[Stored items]
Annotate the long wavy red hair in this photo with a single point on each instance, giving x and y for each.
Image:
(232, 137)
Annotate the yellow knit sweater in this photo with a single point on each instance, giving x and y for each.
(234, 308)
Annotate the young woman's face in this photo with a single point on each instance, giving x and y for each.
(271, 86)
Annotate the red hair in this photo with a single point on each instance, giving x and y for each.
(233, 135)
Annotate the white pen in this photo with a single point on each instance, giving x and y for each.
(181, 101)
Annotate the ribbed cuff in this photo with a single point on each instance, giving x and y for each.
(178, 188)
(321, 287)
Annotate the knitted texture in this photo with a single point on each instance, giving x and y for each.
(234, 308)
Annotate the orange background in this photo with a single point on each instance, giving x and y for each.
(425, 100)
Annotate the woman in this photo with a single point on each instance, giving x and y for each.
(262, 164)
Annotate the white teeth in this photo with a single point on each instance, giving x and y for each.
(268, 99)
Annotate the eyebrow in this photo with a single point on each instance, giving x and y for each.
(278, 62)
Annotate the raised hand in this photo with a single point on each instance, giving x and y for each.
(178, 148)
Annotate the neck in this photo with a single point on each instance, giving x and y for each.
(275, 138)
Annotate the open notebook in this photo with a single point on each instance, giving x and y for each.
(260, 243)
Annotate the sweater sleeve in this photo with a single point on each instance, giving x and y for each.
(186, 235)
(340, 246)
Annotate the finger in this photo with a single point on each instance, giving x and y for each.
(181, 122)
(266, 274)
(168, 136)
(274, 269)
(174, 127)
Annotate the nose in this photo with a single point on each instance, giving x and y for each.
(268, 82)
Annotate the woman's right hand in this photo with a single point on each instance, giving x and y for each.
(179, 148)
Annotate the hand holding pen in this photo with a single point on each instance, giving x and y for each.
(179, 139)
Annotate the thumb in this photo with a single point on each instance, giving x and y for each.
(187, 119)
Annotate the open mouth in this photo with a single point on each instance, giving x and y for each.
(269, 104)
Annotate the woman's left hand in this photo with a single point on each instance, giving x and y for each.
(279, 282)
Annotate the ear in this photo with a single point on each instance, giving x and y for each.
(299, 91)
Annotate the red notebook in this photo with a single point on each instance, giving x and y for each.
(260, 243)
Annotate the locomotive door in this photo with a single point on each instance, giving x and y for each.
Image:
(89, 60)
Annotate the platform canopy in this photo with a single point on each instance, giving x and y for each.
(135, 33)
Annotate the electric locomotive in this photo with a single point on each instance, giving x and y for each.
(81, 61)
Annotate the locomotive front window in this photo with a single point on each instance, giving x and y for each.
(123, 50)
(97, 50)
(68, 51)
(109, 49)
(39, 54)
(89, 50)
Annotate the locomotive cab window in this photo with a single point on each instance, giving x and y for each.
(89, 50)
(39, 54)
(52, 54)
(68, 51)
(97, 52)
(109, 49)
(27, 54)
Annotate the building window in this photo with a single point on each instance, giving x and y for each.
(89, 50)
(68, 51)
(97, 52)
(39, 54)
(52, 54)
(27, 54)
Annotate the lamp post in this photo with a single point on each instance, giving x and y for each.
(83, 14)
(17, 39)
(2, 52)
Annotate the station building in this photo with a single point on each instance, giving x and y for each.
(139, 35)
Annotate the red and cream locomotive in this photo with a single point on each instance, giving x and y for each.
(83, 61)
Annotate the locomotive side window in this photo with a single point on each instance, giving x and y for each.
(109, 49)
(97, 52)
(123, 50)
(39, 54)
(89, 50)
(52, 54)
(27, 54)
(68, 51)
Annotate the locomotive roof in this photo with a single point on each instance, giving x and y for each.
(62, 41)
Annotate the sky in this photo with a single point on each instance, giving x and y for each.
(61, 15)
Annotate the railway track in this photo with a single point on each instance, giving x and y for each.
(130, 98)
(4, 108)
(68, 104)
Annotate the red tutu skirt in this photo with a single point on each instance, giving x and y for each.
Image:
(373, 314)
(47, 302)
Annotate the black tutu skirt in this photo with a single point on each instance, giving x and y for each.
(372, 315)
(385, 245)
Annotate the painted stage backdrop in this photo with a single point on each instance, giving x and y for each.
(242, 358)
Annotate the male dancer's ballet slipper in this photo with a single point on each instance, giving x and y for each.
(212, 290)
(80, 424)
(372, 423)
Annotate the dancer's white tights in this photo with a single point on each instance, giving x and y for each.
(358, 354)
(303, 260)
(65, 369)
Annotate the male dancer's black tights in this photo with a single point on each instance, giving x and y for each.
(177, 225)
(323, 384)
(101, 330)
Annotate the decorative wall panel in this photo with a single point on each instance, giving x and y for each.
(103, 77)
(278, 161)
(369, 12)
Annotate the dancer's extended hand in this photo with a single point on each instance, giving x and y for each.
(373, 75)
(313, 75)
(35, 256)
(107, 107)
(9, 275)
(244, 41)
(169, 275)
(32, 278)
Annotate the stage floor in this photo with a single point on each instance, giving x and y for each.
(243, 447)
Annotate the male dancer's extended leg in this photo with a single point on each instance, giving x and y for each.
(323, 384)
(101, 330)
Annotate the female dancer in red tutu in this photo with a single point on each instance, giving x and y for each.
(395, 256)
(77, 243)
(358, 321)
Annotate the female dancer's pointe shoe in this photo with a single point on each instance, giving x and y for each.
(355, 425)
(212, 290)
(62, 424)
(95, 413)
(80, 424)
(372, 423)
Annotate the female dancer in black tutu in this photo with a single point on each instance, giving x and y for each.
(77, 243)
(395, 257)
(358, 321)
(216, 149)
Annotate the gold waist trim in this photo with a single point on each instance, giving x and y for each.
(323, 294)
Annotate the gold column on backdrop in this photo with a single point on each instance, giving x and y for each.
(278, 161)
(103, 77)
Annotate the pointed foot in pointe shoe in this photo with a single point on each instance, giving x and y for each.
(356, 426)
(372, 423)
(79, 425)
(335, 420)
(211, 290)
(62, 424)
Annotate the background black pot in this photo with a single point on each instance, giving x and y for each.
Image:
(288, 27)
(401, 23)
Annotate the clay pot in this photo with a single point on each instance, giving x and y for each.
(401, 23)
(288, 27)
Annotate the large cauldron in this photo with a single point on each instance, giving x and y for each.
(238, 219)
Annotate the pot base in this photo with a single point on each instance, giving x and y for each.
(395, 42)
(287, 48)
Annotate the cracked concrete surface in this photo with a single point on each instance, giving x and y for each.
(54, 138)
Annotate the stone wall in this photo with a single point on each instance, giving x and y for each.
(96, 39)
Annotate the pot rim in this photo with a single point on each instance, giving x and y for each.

EXERCISE INSTRUCTIONS: Transcribe all of the entries without altering anything.

SOLUTION TO THIS TASK:
Annotate the long wavy red hair in this photo with a single point on each instance, giving x and y for each.
Image:
(232, 137)
Annotate the yellow knit sweater in this photo with a single point on each instance, giving x and y for each.
(234, 308)
Annotate the young woman's face in this photo with a single point on each instance, giving x and y for each.
(271, 86)
Annotate the red hair in this photo with a single point on each instance, giving x and y for each.
(233, 135)
Annotate the white pen in this photo with a single point on each instance, giving x and y for each.
(181, 101)
Annotate the ribbed cuff in this photo with a single point on each instance, giving x and y for each.
(178, 188)
(321, 287)
Annotate the knitted texture in this photo with a single point on each instance, giving x and y for each.
(234, 308)
Annotate the orange background in this photo with a single point on each instance, giving x and y for each.
(425, 100)
Annotate the woman in this photo with a single point on each instance, giving x and y for each.
(262, 164)
Annotate the white teeth in this photo with a single point on each instance, giving x and y for each.
(268, 99)
Annotate the eyebrow in this photo with a single point on each instance, giving x and y for each.
(278, 62)
Annotate the raised hand in this photo with a single point on each instance, giving x and y for each.
(178, 148)
Annotate the neck in this photo with a single point on each instance, giving x and y for each.
(275, 138)
Annotate the open notebook in this photo with a single point on each instance, giving x and y for each.
(260, 243)
Annotate the sweater sleeve in this photo with a single point on each instance, giving x and y for each.
(186, 235)
(340, 246)
Annotate the finger in this photo with a single point on each instance, giving x and y for each.
(181, 122)
(266, 274)
(168, 136)
(274, 269)
(174, 127)
Annotate the nose in this photo with a single point on each instance, giving x and y for each.
(268, 82)
Annotate the woman's right hand in this photo with a single point on each instance, giving x and y for each.
(179, 148)
Annotate the hand holding pen in this photo with a single point on each instance, giving x and y for each.
(179, 139)
Annotate the thumb in this photo with a single point on each instance, giving x and y for each.
(187, 119)
Annotate the open mouth in this photo with a single point on each instance, giving x and y for each.
(269, 104)
Annotate the woman's left hand in this photo with a single point on each instance, giving x and y for each.
(279, 282)
Annotate the ear in this photo with a single point on each instance, giving x and y for each.
(299, 91)
Annotate the red notebook in this photo with a single point on each instance, giving x and y for each.
(260, 243)
Annotate the locomotive door in this photo with a single point on each instance, giving x and y for each.
Image:
(89, 60)
Annotate the platform canopy in this photo with a single point on each instance, giving x and y for each.
(135, 33)
Annotate the electric locomotive in this photo with a single point on each instance, giving x and y for each.
(81, 61)
Annotate the locomotive front window in this photo with a single point on each instance, giving x and y for each.
(123, 50)
(97, 50)
(68, 51)
(109, 49)
(39, 54)
(89, 50)
Annotate the locomotive cab window in this photo with a single point on each instance, giving x and y for each.
(89, 50)
(39, 54)
(52, 54)
(68, 51)
(97, 52)
(109, 49)
(27, 54)
Annotate the building window in this photo with a single point on each instance, giving x and y for each.
(89, 50)
(68, 51)
(97, 52)
(39, 54)
(52, 54)
(27, 54)
Annotate the lamp post in this photo with a single point on each instance, giving x and y for each.
(83, 14)
(17, 39)
(2, 52)
Annotate the station building in this photo with a single point on each instance, giving x and y for each.
(139, 35)
Annotate the red and cream locomotive in this photo with a single point on each instance, giving x and y for each.
(83, 61)
Annotate the locomotive side window in this photo with a single point on each instance, giving x and y for each.
(109, 49)
(97, 52)
(123, 50)
(39, 54)
(89, 50)
(52, 54)
(27, 54)
(68, 51)
Annotate the locomotive roof in this photo with a single point on each instance, giving x and y for each.
(62, 41)
Annotate the sky in this photo with a single point on each instance, giving x and y for each.
(61, 15)
Annotate the railway track in this photo with a single point on each instance, giving x and y for each.
(130, 98)
(4, 108)
(68, 104)
Annotate the red tutu skirt in this photo with a single point on each instance, giving x and y for each.
Image:
(373, 314)
(47, 302)
Annotate the black tutu skirt in this photo with a single point on each instance, giving x and y for each.
(372, 315)
(385, 245)
Annotate the painted stage backdrop in this photo with a single point on each instance, giving x and y for each.
(242, 358)
Annotate the male dancer's ballet slipper in this photo with a single point on each instance, giving x and y for each.
(212, 290)
(80, 424)
(372, 423)
Annotate the dancer's white tights in this photo with a single point on each instance, giving x and y for each.
(358, 354)
(303, 260)
(65, 369)
Annotate the male dancer's black tights in this photo with a single point on each instance, giving x and y for each.
(177, 225)
(323, 384)
(101, 330)
Annotate the decorative wall panel in this photo with a single point on each instance, giving x and y for each.
(103, 77)
(278, 161)
(369, 12)
Annotate the dancer's extended hand in this photo with a single point on each instance, giving x and y for each.
(373, 75)
(313, 75)
(35, 256)
(107, 107)
(9, 275)
(244, 41)
(169, 275)
(32, 278)
Annotate the stage floor in this photo with a single point on each instance, giving x and y for each.
(243, 447)
Annotate the male dancer's extended leg in this photo with a single point on each instance, giving x and y for each.
(323, 384)
(101, 330)
Annotate the female dancer in red tutu in this photo with a single point on each instance, giving x and y for each.
(395, 256)
(77, 243)
(358, 321)
Annotate the female dancer's pointe shoe in this photo with a single point on each instance, giving x and y for each.
(355, 425)
(212, 290)
(62, 424)
(95, 413)
(80, 424)
(372, 423)
Annotate the female dancer in black tutu in this photo with a single point on each instance, giving x and y for each.
(77, 243)
(395, 257)
(358, 321)
(216, 149)
Annotate the gold waist trim in this photo with a single point on each instance, giving x and y for each.
(323, 294)
Annotate the gold column on backdrop in this photo with a single point on each instance, giving x and y for each.
(278, 161)
(103, 77)
Annotate the pointed foot in pointe shoe in this photo with a single point on each instance, giving x and y for each.
(356, 426)
(372, 423)
(79, 425)
(335, 420)
(211, 290)
(62, 424)
Annotate the background black pot in this photo with a single point on each instance, giving x and y for each.
Image:
(288, 27)
(401, 23)
Annotate the clay pot in this photo with a single point on each instance, giving x and y for each.
(401, 23)
(288, 27)
Annotate the large cauldron in this photo with a single point on each instance, giving x and y for each.
(238, 219)
Annotate the pot base in this photo with a single point on each instance, giving x and y for each.
(395, 42)
(287, 48)
Annotate the cracked concrete surface in this photo with a single point on each instance, giving x and y for each.
(54, 138)
Annotate the stone wall in this photo with a single point on each instance, giving x and y for each.
(96, 39)
Annotate the pot rim in this photo with a single point on each instance, giving x and y for each.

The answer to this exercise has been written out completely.